**Given records**

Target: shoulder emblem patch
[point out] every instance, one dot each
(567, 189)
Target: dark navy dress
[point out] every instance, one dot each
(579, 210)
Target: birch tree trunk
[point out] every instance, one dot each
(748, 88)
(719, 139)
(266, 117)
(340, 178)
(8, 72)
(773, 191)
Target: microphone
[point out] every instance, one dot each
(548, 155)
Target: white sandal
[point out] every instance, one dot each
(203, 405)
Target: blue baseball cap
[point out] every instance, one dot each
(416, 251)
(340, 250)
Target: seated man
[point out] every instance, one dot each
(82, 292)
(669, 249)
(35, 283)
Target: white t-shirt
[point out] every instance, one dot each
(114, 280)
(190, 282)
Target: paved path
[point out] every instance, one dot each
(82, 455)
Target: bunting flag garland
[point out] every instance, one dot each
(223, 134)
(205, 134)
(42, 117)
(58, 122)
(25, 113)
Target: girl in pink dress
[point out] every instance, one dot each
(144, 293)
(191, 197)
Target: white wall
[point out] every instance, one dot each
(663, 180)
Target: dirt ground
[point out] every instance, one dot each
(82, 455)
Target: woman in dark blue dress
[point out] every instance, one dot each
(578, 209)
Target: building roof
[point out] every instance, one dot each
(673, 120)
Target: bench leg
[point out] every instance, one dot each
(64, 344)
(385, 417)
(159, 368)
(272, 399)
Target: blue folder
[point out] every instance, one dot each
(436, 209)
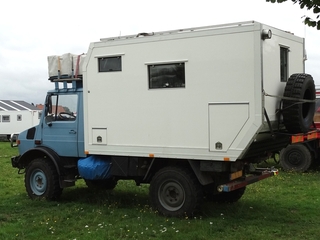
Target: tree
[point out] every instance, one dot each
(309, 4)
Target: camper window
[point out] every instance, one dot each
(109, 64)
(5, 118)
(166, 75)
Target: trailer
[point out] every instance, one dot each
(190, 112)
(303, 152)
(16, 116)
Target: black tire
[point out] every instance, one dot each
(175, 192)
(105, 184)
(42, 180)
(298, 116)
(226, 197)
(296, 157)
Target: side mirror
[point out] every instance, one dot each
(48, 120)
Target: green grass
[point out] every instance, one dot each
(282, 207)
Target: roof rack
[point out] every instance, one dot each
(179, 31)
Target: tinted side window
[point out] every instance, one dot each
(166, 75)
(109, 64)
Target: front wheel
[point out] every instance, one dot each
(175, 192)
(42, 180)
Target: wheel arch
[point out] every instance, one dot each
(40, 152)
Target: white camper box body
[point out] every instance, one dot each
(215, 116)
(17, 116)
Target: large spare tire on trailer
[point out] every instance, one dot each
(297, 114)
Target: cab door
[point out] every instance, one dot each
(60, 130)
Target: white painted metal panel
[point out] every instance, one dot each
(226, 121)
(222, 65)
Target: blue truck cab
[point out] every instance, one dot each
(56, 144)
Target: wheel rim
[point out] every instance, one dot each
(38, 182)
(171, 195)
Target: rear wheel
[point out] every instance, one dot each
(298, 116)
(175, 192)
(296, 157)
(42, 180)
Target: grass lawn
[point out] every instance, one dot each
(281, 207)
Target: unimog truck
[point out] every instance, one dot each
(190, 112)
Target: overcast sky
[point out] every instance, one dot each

**Task prompt**
Each entry must be retyped word for word, with every image omitted.

**Output below**
Target: shoulder emblem patch
[point out] every instance, one dot each
(567, 189)
Target: dark navy dress
[point out] every instance, one dot each
(579, 210)
Target: birch tree trunk
[point out] every instance, one dot each
(748, 88)
(719, 139)
(266, 117)
(340, 178)
(8, 72)
(773, 191)
Target: microphone
[point out] every instance, one dot each
(548, 155)
Target: white sandal
[point out] every instance, one dot each
(203, 405)
Target: blue baseball cap
[point out] every instance, one dot each
(416, 251)
(340, 250)
Target: seated man
[point out] every instance, one dot each
(82, 292)
(669, 249)
(35, 283)
Target: white t-shirt
[point out] every instance, one dot each
(114, 280)
(190, 282)
Target: paved path
[point out] every instance, one dot each
(82, 455)
Target: bunting flag garland
[point out] every instance, one dot each
(223, 134)
(205, 134)
(42, 117)
(58, 122)
(25, 113)
Target: girl in pink dress
[point out] every instance, one dot each
(144, 293)
(191, 197)
Target: white wall
[point out] every instance, one dot each
(663, 180)
Target: dirt ground
[point out] every instance, one dot each
(82, 455)
Target: woman in dark blue dress
[point out] every instance, one dot each
(578, 209)
Target: building roof
[point out] every instance, one dot each
(673, 120)
Target: bench leg
[point out] every instance, one dot each
(64, 344)
(385, 417)
(159, 368)
(272, 399)
Target: blue folder
[point out] every instance, one dot each
(436, 209)
Target: tree
[point out] every instance, one dot each
(309, 4)
Target: camper window
[point out] every instance, one dot each
(109, 64)
(5, 118)
(166, 75)
Target: trailer
[point out] every instance, one dot each
(190, 112)
(303, 152)
(16, 116)
Target: black tire
[point out] every instance, one dot each
(175, 192)
(105, 184)
(42, 180)
(298, 116)
(226, 197)
(296, 157)
Target: side mirror
[point out] every instance, one dot each
(48, 120)
Target: green grass
[point out] every instance, one dot each
(282, 207)
Target: roof rack
[point out] every instance, one dot each
(179, 31)
Target: tinted side window
[point out] every instance, one dot each
(166, 75)
(109, 64)
Target: front wheel
[point out] every instance, one dot each
(175, 192)
(42, 180)
Target: wheel arch
[point out] every instance, one dot each
(40, 152)
Target: white camper box body
[point out] every instance, one dot each
(215, 116)
(17, 116)
Target: large spare tire on trailer
[point out] every instance, one dot each
(297, 114)
Target: cab door
[point out] every instance, one dot each
(60, 130)
Target: white painted metal panel
[point out] every instance, one dot each
(226, 121)
(222, 65)
Target: blue truck cab
[point out] every instance, one dot each
(56, 144)
Target: wheel rim
[point out] every instance, one dot each
(38, 182)
(171, 195)
Target: rear wheel
[point out] every instance, one dot each
(298, 116)
(175, 192)
(296, 157)
(42, 180)
Target: grass lawn
[point out] every instance, one dot each
(281, 207)
Target: unimog truck
[point out] every instance, one dot each
(190, 112)
Target: overcast sky
[point out] every instance, one dot each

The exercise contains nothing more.